REQUIREMENTS>
In the records below, locate each line that contains the string "wispy" and copy every such line. Uppercase and lowercase letters count as different.

Collected data entries
· · · ·

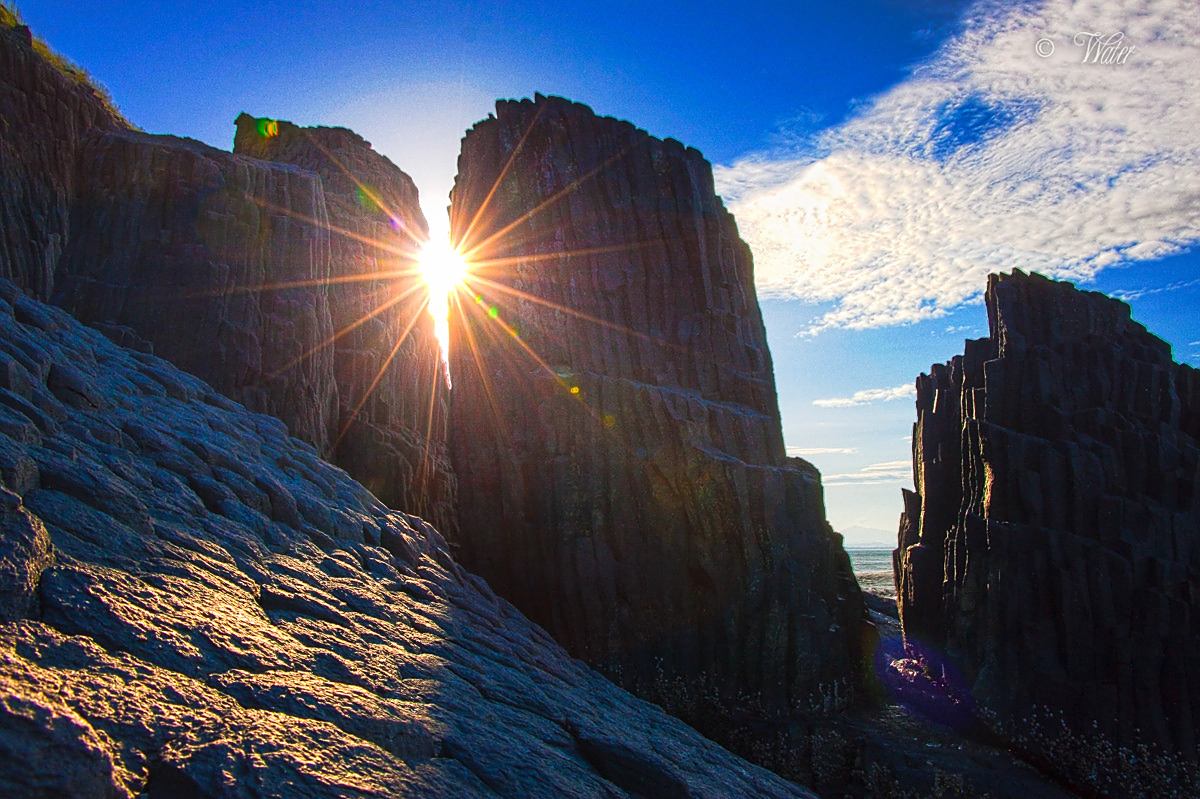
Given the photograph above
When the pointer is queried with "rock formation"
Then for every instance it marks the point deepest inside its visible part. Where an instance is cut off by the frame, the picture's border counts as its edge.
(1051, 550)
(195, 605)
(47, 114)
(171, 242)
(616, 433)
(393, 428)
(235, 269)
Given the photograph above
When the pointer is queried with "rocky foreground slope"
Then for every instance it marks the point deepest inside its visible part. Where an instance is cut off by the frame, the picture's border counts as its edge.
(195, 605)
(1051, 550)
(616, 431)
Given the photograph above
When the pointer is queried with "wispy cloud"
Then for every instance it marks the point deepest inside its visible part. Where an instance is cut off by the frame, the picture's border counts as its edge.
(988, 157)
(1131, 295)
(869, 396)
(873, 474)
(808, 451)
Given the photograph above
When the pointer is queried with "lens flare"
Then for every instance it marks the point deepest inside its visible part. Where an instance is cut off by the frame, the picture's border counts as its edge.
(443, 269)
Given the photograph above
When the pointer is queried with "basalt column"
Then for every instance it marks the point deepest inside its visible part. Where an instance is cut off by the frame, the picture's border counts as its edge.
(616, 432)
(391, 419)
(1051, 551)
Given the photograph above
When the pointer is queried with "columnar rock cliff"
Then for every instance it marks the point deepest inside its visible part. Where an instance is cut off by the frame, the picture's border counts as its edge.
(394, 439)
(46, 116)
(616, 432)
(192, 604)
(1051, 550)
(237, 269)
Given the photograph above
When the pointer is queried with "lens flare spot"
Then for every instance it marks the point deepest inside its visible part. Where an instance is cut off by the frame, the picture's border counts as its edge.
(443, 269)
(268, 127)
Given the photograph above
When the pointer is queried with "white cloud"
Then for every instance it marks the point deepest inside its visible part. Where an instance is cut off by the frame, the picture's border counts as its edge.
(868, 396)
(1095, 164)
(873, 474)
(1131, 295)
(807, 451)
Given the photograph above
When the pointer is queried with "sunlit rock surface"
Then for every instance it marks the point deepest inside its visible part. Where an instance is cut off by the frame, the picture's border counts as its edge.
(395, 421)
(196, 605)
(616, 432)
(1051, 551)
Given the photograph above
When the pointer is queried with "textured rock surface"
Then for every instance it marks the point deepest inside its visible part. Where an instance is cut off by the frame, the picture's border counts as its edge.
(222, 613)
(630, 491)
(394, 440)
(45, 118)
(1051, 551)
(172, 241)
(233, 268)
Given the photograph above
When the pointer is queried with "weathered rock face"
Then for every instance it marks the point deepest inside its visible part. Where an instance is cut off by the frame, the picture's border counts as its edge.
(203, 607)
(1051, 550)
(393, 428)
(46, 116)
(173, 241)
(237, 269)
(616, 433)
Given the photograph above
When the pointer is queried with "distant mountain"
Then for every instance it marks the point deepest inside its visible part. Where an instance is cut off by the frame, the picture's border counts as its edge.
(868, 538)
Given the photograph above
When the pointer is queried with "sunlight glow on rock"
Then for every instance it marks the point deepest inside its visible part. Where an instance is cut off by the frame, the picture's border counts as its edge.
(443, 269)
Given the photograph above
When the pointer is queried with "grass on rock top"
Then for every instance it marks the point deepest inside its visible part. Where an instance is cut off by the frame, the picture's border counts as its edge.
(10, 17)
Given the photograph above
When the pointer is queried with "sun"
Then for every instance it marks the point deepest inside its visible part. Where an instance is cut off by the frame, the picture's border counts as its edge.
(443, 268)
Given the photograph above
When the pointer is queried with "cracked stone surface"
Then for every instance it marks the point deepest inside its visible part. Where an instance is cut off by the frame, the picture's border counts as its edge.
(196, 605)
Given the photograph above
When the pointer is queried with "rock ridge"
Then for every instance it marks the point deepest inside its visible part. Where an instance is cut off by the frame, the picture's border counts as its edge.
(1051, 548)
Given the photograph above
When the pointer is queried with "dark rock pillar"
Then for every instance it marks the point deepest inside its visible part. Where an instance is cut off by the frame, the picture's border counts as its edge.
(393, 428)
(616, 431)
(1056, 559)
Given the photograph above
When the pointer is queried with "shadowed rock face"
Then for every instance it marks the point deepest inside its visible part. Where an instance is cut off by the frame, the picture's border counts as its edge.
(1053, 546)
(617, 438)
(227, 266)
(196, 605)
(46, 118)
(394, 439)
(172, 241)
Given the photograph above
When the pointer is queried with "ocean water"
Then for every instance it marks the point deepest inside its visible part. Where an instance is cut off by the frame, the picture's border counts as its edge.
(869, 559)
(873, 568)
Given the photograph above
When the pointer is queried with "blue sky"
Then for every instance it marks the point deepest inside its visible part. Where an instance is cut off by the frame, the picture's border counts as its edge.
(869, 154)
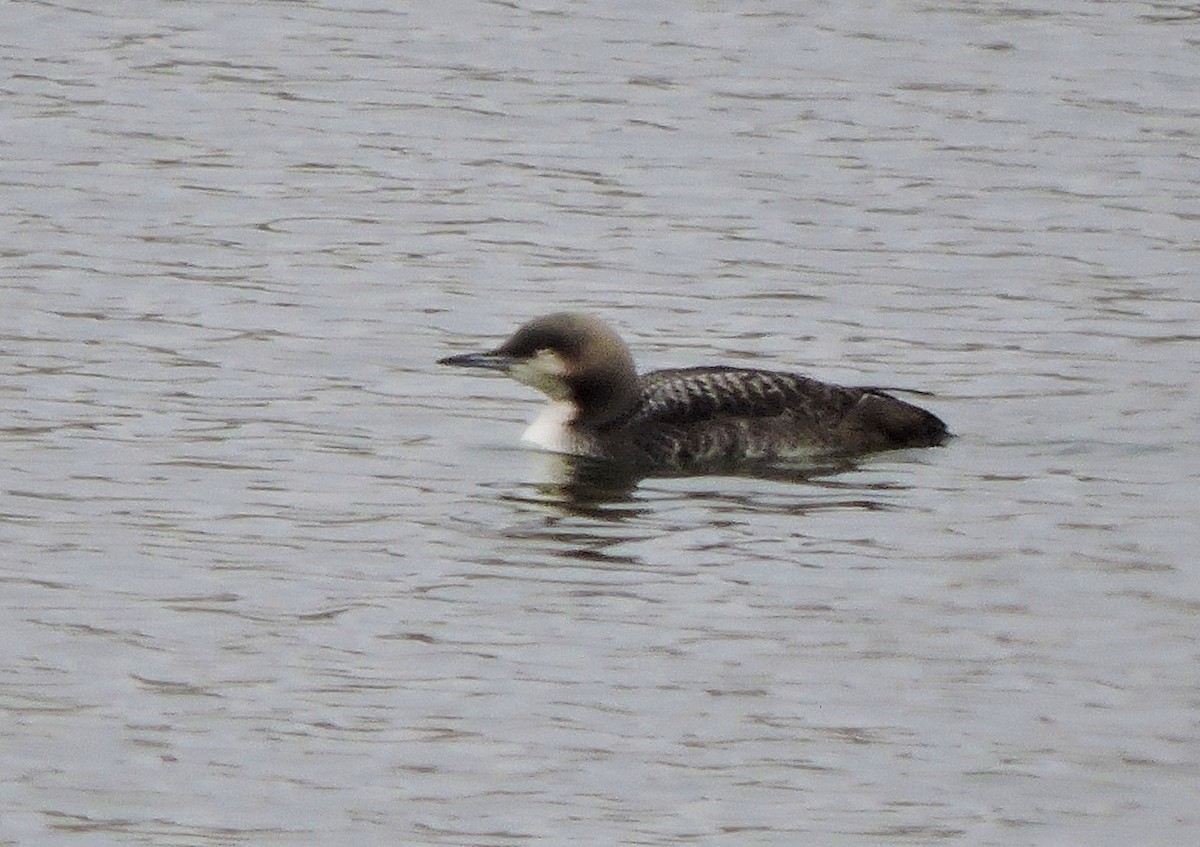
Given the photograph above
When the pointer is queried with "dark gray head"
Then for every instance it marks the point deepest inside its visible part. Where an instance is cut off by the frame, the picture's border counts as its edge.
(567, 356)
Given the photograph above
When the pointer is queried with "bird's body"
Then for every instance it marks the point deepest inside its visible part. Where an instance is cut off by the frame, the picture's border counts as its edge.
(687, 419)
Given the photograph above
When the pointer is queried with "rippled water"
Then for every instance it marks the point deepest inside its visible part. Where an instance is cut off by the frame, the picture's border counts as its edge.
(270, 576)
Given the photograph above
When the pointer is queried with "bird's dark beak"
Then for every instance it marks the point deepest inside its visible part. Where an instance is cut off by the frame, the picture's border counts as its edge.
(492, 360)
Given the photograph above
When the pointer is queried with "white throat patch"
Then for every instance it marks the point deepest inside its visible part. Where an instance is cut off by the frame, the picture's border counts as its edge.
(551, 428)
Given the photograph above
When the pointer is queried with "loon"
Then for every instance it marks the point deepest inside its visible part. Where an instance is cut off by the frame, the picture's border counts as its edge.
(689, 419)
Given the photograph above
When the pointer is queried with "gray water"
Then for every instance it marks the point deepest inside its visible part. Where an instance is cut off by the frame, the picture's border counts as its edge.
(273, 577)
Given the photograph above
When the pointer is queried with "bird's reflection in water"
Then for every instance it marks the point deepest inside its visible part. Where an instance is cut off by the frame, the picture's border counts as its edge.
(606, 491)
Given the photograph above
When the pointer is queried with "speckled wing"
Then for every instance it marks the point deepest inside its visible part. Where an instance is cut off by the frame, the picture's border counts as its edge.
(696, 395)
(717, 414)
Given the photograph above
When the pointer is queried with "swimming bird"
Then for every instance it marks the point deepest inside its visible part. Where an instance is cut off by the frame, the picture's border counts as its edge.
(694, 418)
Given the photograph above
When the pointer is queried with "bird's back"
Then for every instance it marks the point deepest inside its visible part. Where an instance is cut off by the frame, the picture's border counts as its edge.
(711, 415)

· · · ·

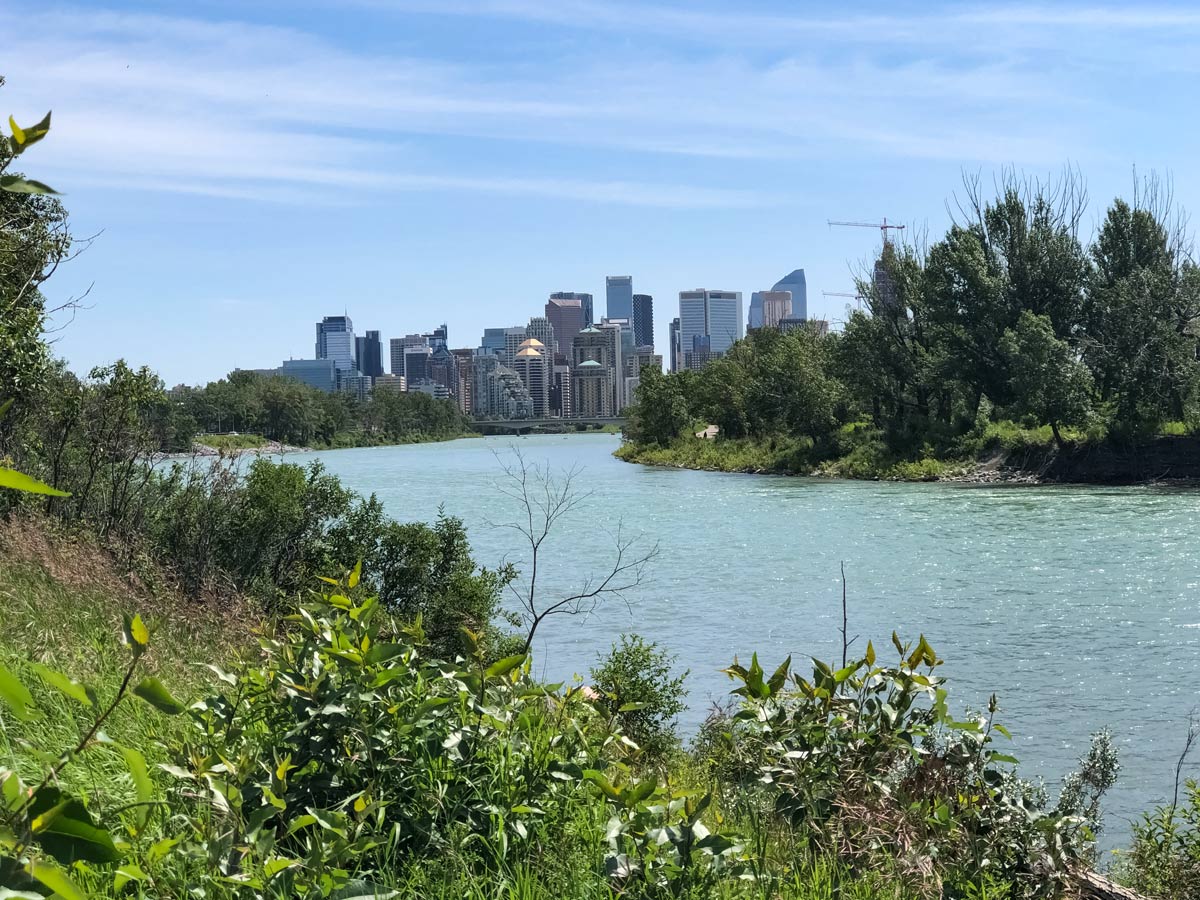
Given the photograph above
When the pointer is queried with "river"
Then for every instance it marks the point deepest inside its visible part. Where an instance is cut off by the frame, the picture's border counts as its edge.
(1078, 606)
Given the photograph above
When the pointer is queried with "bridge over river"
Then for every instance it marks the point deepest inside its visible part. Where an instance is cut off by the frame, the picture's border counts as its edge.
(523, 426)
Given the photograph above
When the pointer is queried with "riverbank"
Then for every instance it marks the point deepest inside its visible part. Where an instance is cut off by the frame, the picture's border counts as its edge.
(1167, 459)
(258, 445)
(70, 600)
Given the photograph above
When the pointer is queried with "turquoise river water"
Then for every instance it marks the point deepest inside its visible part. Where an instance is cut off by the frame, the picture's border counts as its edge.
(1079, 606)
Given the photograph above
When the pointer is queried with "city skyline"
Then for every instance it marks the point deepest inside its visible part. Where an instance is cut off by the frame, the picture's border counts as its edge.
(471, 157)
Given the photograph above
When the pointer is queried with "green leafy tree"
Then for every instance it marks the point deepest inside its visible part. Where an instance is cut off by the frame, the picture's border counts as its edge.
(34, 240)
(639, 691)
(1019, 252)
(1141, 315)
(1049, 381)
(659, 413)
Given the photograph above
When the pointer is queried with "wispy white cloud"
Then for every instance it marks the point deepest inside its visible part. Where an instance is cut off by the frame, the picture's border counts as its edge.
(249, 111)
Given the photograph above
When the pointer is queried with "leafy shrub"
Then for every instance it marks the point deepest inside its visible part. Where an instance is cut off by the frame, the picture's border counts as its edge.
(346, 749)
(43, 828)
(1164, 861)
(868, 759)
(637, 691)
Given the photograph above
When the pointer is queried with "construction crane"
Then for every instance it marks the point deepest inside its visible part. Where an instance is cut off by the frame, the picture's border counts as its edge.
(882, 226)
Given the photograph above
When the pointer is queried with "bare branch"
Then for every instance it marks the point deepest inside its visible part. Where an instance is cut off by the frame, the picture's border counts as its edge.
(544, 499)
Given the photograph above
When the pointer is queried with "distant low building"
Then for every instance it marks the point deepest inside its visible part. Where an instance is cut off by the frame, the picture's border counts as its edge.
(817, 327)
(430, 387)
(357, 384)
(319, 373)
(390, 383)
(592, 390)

· · · ·

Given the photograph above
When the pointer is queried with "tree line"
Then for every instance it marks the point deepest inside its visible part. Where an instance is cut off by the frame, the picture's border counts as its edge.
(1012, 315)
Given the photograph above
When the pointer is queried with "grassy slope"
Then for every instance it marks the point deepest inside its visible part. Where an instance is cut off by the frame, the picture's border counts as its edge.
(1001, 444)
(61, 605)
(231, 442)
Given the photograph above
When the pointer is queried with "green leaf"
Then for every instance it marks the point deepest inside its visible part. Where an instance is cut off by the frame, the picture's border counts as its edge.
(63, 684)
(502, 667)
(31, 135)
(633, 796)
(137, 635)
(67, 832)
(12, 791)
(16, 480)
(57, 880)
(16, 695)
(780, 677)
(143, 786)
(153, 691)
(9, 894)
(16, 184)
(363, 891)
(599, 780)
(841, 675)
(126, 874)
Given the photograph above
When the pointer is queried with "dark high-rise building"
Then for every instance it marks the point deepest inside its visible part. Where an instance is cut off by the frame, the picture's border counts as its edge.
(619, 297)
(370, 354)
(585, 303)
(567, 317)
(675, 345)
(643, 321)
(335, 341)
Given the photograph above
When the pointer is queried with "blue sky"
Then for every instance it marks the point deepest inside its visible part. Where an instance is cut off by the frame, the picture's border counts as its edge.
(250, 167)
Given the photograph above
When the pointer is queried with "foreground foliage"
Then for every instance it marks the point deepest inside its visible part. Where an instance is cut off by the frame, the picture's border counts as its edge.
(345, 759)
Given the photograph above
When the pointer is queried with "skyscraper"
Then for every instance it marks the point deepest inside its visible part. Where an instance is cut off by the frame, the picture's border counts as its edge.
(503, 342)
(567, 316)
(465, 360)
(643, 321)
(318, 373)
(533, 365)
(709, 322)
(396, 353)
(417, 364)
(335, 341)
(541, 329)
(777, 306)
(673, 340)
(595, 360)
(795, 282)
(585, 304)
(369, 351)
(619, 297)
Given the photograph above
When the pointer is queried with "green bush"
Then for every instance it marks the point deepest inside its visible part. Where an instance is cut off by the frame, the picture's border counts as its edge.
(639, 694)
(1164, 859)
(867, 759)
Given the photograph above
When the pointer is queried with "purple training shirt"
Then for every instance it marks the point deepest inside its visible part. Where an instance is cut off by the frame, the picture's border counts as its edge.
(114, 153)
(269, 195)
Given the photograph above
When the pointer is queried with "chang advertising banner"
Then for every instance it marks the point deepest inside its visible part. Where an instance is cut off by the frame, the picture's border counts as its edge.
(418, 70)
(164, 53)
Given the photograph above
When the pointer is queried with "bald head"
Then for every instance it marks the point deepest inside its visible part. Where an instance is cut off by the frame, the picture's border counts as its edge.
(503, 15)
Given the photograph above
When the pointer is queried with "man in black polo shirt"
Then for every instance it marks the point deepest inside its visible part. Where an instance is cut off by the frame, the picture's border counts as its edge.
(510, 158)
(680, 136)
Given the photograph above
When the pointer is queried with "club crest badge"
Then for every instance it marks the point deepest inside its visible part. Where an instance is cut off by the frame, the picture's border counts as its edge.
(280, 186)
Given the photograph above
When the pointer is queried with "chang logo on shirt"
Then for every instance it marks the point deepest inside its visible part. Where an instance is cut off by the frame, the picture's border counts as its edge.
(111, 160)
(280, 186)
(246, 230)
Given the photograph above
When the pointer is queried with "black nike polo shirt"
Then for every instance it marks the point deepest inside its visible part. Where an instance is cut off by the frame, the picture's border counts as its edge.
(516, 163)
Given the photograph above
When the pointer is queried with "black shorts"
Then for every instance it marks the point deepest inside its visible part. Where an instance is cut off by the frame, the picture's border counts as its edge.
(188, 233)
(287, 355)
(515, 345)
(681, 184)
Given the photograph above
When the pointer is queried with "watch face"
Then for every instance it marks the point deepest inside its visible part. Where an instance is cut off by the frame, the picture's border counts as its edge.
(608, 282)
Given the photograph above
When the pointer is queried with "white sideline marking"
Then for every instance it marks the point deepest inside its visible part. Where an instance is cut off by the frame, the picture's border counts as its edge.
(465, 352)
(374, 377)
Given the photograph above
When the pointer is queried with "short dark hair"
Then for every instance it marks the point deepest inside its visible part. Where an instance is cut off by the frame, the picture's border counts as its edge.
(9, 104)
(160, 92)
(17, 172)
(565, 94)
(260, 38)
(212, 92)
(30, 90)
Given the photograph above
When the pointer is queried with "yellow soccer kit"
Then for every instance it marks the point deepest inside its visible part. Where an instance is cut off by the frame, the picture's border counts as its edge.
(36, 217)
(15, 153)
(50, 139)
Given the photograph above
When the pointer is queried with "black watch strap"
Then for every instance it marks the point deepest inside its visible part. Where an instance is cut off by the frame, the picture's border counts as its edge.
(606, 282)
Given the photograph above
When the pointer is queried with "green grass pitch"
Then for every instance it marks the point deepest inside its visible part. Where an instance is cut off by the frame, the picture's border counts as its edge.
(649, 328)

· · · ·

ANSWER TO THIS EXERCISE>
When the pointer is queried with "wispy cloud"
When the pointer is queried with "wispy white cloud"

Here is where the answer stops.